• WRITTEN PROBLEM: Write the line that includes "# trace the outline of every instance of the adidas" and all subsequent lines, exactly as written, and nothing more.

Entries taken from a collection:
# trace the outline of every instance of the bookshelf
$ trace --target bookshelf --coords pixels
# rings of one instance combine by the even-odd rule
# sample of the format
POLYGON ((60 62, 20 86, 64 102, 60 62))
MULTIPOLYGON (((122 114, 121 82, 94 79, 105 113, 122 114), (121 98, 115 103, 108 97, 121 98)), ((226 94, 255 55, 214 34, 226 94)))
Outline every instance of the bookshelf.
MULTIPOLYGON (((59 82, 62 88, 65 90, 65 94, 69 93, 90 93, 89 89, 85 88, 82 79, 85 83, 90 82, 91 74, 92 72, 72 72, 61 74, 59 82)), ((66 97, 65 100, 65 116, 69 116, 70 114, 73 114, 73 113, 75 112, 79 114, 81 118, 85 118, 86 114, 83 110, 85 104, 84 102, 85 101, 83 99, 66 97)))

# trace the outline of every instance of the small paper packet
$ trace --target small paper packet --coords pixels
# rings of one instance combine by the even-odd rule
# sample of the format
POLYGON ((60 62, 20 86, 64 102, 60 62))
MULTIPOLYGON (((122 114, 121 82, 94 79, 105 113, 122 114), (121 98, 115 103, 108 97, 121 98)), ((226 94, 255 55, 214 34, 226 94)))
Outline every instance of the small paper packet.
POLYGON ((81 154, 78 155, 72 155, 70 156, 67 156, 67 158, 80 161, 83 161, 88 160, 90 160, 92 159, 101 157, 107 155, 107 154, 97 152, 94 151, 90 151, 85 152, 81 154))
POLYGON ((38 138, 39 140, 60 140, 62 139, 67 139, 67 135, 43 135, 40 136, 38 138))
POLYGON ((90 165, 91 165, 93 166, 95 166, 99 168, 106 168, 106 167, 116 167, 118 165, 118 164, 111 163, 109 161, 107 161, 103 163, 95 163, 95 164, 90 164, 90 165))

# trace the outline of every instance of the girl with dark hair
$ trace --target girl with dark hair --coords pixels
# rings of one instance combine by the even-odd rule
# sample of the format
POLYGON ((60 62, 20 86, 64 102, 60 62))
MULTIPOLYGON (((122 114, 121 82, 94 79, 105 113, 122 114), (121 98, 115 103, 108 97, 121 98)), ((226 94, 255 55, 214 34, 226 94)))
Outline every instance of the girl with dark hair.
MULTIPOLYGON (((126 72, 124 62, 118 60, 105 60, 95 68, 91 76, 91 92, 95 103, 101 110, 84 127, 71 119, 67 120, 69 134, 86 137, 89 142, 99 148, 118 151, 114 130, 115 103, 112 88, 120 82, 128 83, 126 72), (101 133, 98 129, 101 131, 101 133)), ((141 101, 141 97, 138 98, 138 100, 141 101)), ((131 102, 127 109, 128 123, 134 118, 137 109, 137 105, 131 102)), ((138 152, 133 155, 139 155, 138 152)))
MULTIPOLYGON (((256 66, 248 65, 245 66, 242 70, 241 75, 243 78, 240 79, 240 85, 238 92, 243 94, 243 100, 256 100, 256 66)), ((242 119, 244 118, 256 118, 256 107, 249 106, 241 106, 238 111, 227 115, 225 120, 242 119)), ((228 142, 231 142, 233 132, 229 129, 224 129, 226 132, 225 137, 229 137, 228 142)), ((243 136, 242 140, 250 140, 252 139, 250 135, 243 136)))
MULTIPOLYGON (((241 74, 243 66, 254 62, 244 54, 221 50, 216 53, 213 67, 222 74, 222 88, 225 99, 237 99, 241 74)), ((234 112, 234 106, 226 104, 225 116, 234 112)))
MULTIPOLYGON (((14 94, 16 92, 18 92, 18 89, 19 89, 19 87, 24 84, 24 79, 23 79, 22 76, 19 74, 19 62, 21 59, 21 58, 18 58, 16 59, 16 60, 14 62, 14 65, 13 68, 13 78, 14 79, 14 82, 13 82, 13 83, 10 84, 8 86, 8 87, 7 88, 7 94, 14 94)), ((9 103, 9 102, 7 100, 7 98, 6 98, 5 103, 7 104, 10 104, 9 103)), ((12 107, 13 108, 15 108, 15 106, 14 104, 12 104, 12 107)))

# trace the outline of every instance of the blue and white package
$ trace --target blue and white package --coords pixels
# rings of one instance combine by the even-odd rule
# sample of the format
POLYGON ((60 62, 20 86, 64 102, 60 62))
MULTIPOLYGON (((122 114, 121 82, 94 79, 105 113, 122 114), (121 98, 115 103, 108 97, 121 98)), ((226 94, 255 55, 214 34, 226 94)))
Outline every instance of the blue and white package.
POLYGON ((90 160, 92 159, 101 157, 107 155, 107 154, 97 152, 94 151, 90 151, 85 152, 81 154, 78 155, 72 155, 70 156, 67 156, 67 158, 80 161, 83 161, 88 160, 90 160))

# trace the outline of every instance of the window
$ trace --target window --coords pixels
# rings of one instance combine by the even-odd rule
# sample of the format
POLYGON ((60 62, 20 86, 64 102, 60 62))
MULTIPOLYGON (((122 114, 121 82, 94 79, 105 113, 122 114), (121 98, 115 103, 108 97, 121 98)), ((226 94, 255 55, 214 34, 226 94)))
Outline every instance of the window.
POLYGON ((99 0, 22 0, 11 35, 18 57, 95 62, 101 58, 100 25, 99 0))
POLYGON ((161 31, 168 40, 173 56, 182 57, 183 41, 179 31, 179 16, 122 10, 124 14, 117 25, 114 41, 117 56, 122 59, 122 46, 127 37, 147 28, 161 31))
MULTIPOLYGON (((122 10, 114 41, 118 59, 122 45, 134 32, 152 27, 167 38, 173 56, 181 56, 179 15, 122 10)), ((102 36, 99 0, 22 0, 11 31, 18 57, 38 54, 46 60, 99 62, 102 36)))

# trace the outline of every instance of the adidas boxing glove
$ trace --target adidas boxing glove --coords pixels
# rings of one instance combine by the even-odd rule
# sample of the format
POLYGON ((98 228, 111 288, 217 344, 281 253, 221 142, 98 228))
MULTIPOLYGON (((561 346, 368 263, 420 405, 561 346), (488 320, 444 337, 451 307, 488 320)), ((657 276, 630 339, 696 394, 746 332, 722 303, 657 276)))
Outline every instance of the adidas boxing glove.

• FINAL RESULT:
# trace the outline of every instance of the adidas boxing glove
$ trace --target adidas boxing glove --coords pixels
# rings of one instance combine by the even-odd rule
# sample of the format
POLYGON ((98 228, 111 288, 217 344, 281 253, 221 142, 98 228))
MULTIPOLYGON (((561 346, 368 263, 420 405, 561 346), (488 320, 444 337, 451 307, 488 320)), ((657 276, 630 339, 696 394, 746 332, 722 303, 657 276)))
Outline every instance of the adidas boxing glove.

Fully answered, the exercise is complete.